- [REQUIRED WORK] Print the whole listing below, reproducing every line without any change.

- [WORKING DATA]
[Begin]
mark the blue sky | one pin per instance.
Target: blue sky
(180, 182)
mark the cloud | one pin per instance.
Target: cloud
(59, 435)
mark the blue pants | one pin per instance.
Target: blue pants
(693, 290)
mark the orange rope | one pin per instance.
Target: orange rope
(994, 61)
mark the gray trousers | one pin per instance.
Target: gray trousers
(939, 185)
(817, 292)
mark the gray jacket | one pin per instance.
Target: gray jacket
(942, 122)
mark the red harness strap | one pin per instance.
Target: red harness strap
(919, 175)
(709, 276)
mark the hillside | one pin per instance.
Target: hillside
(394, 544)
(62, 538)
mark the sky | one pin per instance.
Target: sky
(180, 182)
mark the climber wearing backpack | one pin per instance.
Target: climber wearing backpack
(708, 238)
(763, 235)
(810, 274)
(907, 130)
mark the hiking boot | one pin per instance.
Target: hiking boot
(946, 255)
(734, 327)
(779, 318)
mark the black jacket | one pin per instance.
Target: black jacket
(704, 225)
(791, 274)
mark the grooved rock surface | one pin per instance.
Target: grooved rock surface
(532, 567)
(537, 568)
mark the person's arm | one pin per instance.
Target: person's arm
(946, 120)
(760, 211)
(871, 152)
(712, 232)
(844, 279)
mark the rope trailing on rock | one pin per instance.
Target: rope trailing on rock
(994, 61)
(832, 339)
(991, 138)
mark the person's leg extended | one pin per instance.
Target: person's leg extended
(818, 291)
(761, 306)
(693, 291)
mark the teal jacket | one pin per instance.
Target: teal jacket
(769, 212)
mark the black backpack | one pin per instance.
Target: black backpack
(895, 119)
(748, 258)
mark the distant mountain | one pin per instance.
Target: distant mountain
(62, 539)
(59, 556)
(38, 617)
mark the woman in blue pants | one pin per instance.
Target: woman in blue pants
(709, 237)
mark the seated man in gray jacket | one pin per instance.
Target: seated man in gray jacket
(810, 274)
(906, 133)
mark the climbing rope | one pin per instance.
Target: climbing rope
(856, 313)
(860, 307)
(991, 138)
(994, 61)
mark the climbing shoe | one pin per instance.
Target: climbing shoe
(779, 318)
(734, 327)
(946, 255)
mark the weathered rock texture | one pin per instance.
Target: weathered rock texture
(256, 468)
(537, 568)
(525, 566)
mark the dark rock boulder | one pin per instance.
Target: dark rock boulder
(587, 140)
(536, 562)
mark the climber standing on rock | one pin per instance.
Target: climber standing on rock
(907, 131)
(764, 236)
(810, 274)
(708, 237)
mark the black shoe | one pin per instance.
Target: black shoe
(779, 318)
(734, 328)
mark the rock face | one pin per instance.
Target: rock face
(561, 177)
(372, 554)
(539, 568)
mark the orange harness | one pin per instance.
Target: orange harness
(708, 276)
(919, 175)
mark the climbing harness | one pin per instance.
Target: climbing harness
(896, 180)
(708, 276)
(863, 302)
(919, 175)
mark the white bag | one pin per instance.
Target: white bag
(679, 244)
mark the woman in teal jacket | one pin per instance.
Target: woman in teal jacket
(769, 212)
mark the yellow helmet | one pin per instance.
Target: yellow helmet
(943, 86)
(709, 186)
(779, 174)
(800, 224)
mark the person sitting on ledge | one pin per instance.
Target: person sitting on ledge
[End]
- [RESULT]
mark the blue sky | one pin per instance.
Target: blue sky
(180, 182)
mark the cloud | one pin per instance.
Target: cloud
(59, 435)
mark the blue pants | one pin per instance.
Target: blue pants
(693, 290)
mark the orange rope | one pin per instance.
Target: orange rope
(994, 61)
mark the gray trousers | one pin per instance.
Target: gray trousers
(939, 185)
(817, 292)
mark the gray jacket | one pin per instance.
Target: gray jacket
(942, 122)
mark the red harness strap | one pin per instance.
Target: red harness strap
(919, 175)
(709, 276)
mark the hillside | one pin per instance.
Target: hillside
(394, 544)
(62, 538)
mark the sky | one pin per instance.
Target: sky
(180, 182)
mark the climber wearing backpack | one pin per instance.
Target: climber wearing backpack
(708, 238)
(763, 235)
(810, 274)
(907, 130)
mark the hiking boot | one pin per instance.
Target: hiking boot
(946, 255)
(734, 327)
(779, 318)
mark the black jacket | one pin per instance.
Target: black jacket
(704, 225)
(791, 274)
mark the grooved rock surface | one pin per instance.
Target: grooved rock surface
(532, 567)
(537, 568)
mark the person's arm | one pin per instance.
Target: person's arm
(946, 120)
(760, 211)
(871, 152)
(712, 232)
(844, 279)
mark the rope trailing on rock | one pin per instance.
Target: rope trailing on rock
(994, 61)
(832, 339)
(991, 138)
mark the person's leg extended | one pin per instance.
Target: person's leg extended
(818, 291)
(761, 306)
(693, 291)
mark the teal jacket | one pin per instance.
Target: teal jacket
(769, 212)
mark the black backpack | one pin per instance.
Target: black backpack
(895, 119)
(748, 258)
mark the distant mountain | one pin per instance.
Target: distant mountain
(62, 539)
(59, 556)
(38, 617)
mark the woman in blue pants | one pin per instance.
Target: woman in blue pants
(709, 237)
mark the seated man in gray jacket | one pin per instance.
Target: seated man in gray jacket
(810, 274)
(906, 133)
mark the climbing rope | one pin per instance.
Target: climbing rope
(856, 313)
(860, 307)
(991, 138)
(994, 61)
mark the climbing shoe | one pin per instance.
Target: climbing shoe
(779, 318)
(734, 327)
(946, 255)
mark the weathered rock texture | one pin per instance.
Target: weathered rock texture
(256, 468)
(537, 568)
(525, 566)
mark the dark rock boulder | one pin per instance.
Target: dark rock boulder
(587, 140)
(536, 562)
mark the climber standing on rock | one pin per instance.
Target: climber standing on rock
(907, 131)
(764, 236)
(810, 274)
(708, 237)
mark the black shoe | one pin per instance.
Target: black shoe
(779, 318)
(734, 328)
mark the rock face | one pin per instance.
Target: rock face
(561, 177)
(372, 554)
(539, 568)
mark the orange harness | one pin per instance.
Target: orange harness
(708, 276)
(919, 175)
mark the climbing harness | one pin per instance.
Target: climbing harness
(896, 180)
(708, 276)
(863, 302)
(919, 175)
mark the white bag | one pin per instance.
Target: white bag
(679, 244)
mark the woman in teal jacket | one pin per instance.
Target: woman in teal jacket
(769, 212)
mark the yellow helmet | one pin per instance.
Target: yellow helmet
(943, 86)
(709, 186)
(779, 174)
(800, 224)
mark the person sitting on ledge | one pin per instance.
Target: person sitting on ledge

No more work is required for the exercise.